=== 网页节选 ===
我还记得我在德国参加神经生物学会议上贴过的第一张海报。当时我还是德国图宾根大学和马克斯·普朗克生物控制论研究所的研究生,而且是当时唯一的建模者,其他人都在讲述他们的实验数据。我那张用电缆理论解释树突棘特征的海报被放在展示厅的最后面,只有两个人经过,而其中一个人只想知道洗手间在哪儿。在顺便看海报的同时,他用同情的眼神看着我,让我解释一下我的计算机模拟。那个晚上,我喝醉了,我怀疑选择神经元建模是个错误的研究方向。
但是事情无疑变好了。您最后怎么去了加州理工学院?
著名的物理学家约翰·霍普菲尔德(JohnHopfield)是真正推动计算科学并给这个领域带来信心的人。他在MIT工作的时候,我曾经和他同在一个办公室。他告诉我,加州理工学院正在寻找这样的人:能从工程学层面看大脑,也能从生物学层面看待计算机。随后加州理工学院征询了我的意向,于是我得到了这份工作。
我到达加州理工学院后,生物学家认为,克里斯托夫显然是最聪明的,但是他明显是个工程师;而工程师们则认为,克里斯托夫明明是个生物学家。最终教务长打破了这个僵局,他设立了一个同时在两个系服务的职位。这是对在交叉领域工作人员的通常安排。
在加州理工学院,你把全部精力都投入了意识研究,是什么让你对这个领域感兴趣的?
=== 数据摘录 ===
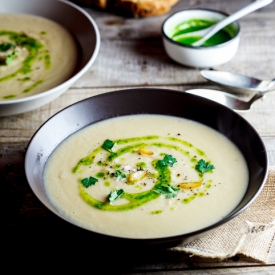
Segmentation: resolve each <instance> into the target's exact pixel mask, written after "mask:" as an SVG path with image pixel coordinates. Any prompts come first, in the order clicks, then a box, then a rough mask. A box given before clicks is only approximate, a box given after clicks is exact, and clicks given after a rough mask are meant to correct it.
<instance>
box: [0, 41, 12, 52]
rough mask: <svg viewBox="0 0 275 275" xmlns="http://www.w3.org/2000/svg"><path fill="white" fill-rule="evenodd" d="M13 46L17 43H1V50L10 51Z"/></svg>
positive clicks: (2, 51)
mask: <svg viewBox="0 0 275 275" xmlns="http://www.w3.org/2000/svg"><path fill="white" fill-rule="evenodd" d="M13 48H15V45H14V44H12V43H8V42H6V43H2V44H0V52H6V51H8V50H10V49H13Z"/></svg>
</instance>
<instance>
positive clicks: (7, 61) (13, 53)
mask: <svg viewBox="0 0 275 275" xmlns="http://www.w3.org/2000/svg"><path fill="white" fill-rule="evenodd" d="M14 58H15V52H12V53H11V54H9V55H8V56H7V57H6V65H9V64H10V63H11V61H12V60H14Z"/></svg>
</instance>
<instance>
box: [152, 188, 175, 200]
mask: <svg viewBox="0 0 275 275" xmlns="http://www.w3.org/2000/svg"><path fill="white" fill-rule="evenodd" d="M179 190H180V189H179V188H178V187H176V186H173V185H161V186H157V187H156V188H155V189H154V192H156V193H158V194H162V195H166V196H165V198H166V199H170V198H173V197H176V196H177V194H178V191H179Z"/></svg>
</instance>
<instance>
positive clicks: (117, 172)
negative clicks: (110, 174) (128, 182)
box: [115, 170, 127, 179]
mask: <svg viewBox="0 0 275 275" xmlns="http://www.w3.org/2000/svg"><path fill="white" fill-rule="evenodd" d="M115 177H116V178H118V179H125V178H127V176H126V175H125V174H124V173H122V172H121V171H120V170H116V172H115Z"/></svg>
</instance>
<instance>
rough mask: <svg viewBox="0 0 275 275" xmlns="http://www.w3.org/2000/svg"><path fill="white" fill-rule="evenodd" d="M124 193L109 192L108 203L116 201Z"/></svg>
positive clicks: (119, 192) (115, 190)
mask: <svg viewBox="0 0 275 275" xmlns="http://www.w3.org/2000/svg"><path fill="white" fill-rule="evenodd" d="M123 193H124V191H123V189H119V190H114V191H111V193H110V195H109V201H110V202H113V201H115V200H117V199H118V198H119V197H120V196H121V195H122V194H123Z"/></svg>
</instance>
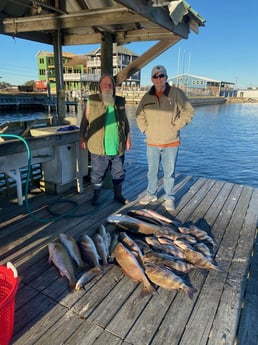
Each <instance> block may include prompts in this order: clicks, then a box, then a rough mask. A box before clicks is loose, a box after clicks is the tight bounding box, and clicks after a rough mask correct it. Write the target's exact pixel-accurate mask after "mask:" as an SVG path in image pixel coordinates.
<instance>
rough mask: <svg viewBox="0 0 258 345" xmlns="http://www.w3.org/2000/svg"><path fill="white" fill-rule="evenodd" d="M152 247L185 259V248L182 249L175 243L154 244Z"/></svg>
mask: <svg viewBox="0 0 258 345" xmlns="http://www.w3.org/2000/svg"><path fill="white" fill-rule="evenodd" d="M151 246H152V249H153V250H154V251H157V252H160V253H166V254H170V255H173V256H176V257H178V258H180V259H185V253H184V251H183V250H181V249H180V248H179V247H177V246H176V245H174V244H169V245H167V244H157V245H156V244H152V245H151Z"/></svg>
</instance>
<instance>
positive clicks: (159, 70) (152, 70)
mask: <svg viewBox="0 0 258 345" xmlns="http://www.w3.org/2000/svg"><path fill="white" fill-rule="evenodd" d="M158 72H160V73H164V74H165V75H166V76H167V70H166V68H165V67H164V66H162V65H157V66H155V67H153V69H152V71H151V77H153V76H154V75H155V74H156V73H158Z"/></svg>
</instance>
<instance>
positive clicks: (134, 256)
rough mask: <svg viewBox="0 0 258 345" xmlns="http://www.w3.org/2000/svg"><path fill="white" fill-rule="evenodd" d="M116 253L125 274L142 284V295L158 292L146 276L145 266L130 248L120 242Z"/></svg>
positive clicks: (119, 242)
mask: <svg viewBox="0 0 258 345" xmlns="http://www.w3.org/2000/svg"><path fill="white" fill-rule="evenodd" d="M114 254H115V259H116V261H117V263H118V264H119V266H120V267H121V268H122V270H123V272H124V274H125V275H126V276H127V277H129V278H131V279H132V280H134V281H137V282H139V283H141V284H142V291H141V297H144V296H148V295H153V294H155V293H156V290H155V289H154V287H153V286H152V285H151V283H150V281H149V280H148V278H147V277H146V275H145V273H144V270H143V268H142V267H141V266H140V264H139V262H138V261H137V259H136V258H135V256H134V255H133V254H132V253H131V252H130V250H129V249H127V248H126V247H125V246H124V245H123V244H122V243H120V242H119V243H118V244H117V246H116V248H115V250H114Z"/></svg>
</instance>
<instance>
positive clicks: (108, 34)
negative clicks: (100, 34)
mask: <svg viewBox="0 0 258 345" xmlns="http://www.w3.org/2000/svg"><path fill="white" fill-rule="evenodd" d="M101 74H110V75H113V35H112V34H111V33H110V32H107V31H105V32H103V34H102V42H101Z"/></svg>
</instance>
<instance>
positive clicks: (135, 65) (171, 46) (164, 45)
mask: <svg viewBox="0 0 258 345" xmlns="http://www.w3.org/2000/svg"><path fill="white" fill-rule="evenodd" d="M180 40H181V37H179V36H174V37H173V38H170V39H164V40H161V41H160V42H158V43H157V44H155V45H154V46H153V47H152V48H150V49H149V50H147V51H146V52H145V53H144V54H142V55H141V56H139V57H138V58H137V59H136V60H134V61H133V62H131V63H130V64H129V65H128V66H127V67H125V68H124V69H123V70H122V71H120V72H119V73H118V74H117V75H116V85H120V84H121V83H122V82H123V81H125V80H126V79H127V78H128V77H129V76H131V75H133V74H134V73H135V72H137V71H139V70H140V69H141V68H142V67H144V66H145V65H147V64H148V63H149V62H150V61H152V60H153V59H155V58H156V57H157V56H159V55H160V54H162V53H163V52H164V51H166V50H167V49H169V48H170V47H172V46H173V45H174V44H176V43H177V42H178V41H180Z"/></svg>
===
任务说明 A: 这段访谈中,那张解释树突棘特征的海报被放在了哪里?
任务说明 B: 请修改这段访谈中从“我还记得我在德国参加神经生物”到“经元建模是个错误的研究方向。”的部分,把“展示厅”替换为“展览厅”,然后写出改后的文字。
任务说明 C: 接着这段访谈的末尾续写下去。

练习答案 A: 被放在展示厅的最后面。

练习答案 B:
我还记得我在德国参加神经生物学会议上贴过的第一张海报。当时我还是德国图宾根大学和马克斯·普朗克生物控制论研究所的研究生,而且是当时唯一的建模者,其他人都在讲述他们的实验数据。我那张用电缆理论解释树突棘特征的海报被放在展览厅的最后面,只有两个人经过,而其中一个人只想知道洗手间在哪儿。在顺便看海报的同时,他用同情的眼神看着我,让我解释一下我的计算机模拟。那个晚上,我喝醉了,我怀疑选择神经元建模是个错误的研究方向。

练习答案 C:
我最感兴趣的工作是关于意识的问题。这是亚里士多德提出的一个古老的问题。我们发现,自己身在一个可以用物理学和其他科学完美描述的宇宙中,但是我们也很迷惑,为什么生活会是这个样子。
比如,悲伤从何而来?快乐又从何而来?我首先想到了疼痛。比如我们知道疼痛是个物理过程:受体被激活,电活动沿着神经传输,进入脊髓,最后转换成丘脑中的刺激,导致脑皮层的电活动。但是那究竟是什么?所有这一切意味着有些离子在你脑中晃荡,比如钠、钾、氯、锰等。这仅仅是物理学,但是为什么产生疼痛的感觉呢?这种感觉是从何而来的?
先回到1989年,我开始在弗朗西斯?克里克的科研机构里从事意识的研究,当时这一研究领域还并不流行。我们是把意识用科学方式研究的第一批科学家。我们说,让我们忘记哲学吧,去寻找意识在大脑中的足迹吧。当我们感到痛苦或悲伤、能够产生视觉和嗅觉时,在大脑中有什么特殊机制被激活呢?是否有特殊电活动与此有关,比如振荡?是否有特殊的基因与此有关?你可以提出问题。不管你认为意识是否真的存在,你都可以独立地询问这些问题。现在有数百个实验室都在追踪意识在大脑里的各种足迹,这是个大工程。
这个研究有什么进展吗?
有的。例如,有成千上万个病人难以意识到家里有没有别人。他们呻吟着,眼睛睁开或闭上,摆动着脑袋。最后有些人会康复,有些人因此死去,有些人活着但是一直受到折磨。现在有一种设备正在临床试验,用磁脉冲探测脑皮层的各种活动。你可以通过高密度的电极网络来测量电反应,然后可以看到复杂的反应,推论出病人是否有意识。这称为经颅磁刺激。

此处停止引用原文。